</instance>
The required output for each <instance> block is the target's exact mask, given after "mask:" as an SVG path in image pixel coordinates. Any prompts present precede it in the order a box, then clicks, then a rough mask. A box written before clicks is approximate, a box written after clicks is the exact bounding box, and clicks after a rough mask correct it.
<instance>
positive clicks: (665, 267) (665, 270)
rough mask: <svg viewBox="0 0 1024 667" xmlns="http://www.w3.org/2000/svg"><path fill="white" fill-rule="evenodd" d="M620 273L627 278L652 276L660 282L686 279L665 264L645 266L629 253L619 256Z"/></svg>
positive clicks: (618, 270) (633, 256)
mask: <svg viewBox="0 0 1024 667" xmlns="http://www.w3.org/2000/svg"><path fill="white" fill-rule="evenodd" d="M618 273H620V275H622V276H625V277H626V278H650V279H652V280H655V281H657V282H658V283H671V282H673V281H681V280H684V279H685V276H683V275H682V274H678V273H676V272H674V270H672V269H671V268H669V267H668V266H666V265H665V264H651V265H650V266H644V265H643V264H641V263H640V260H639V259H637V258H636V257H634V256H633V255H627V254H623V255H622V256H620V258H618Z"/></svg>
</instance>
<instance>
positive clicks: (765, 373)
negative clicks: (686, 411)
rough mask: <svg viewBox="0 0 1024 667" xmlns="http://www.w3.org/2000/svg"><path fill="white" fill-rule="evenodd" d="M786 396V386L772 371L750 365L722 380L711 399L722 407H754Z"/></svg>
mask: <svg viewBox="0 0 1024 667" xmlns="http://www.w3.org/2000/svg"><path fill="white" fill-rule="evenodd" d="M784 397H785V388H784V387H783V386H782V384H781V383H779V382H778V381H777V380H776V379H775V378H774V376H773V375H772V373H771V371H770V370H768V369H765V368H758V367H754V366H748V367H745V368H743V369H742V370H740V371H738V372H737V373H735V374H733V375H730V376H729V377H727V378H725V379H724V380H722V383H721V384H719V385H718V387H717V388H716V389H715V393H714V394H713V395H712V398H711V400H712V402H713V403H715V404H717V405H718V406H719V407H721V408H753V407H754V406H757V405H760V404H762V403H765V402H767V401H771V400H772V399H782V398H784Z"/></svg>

> [What is being asked]:
Reproduce only the lines above spanning from the line containing "positive clicks: (665, 267) (665, 270)" through the line containing "273L627 278L652 276L660", word for word.

> [Finished task]:
positive clicks: (665, 267) (665, 270)
rough mask: <svg viewBox="0 0 1024 667" xmlns="http://www.w3.org/2000/svg"><path fill="white" fill-rule="evenodd" d="M620 273L627 278L652 276L660 282L686 279L665 264L645 266L629 253L619 256Z"/></svg>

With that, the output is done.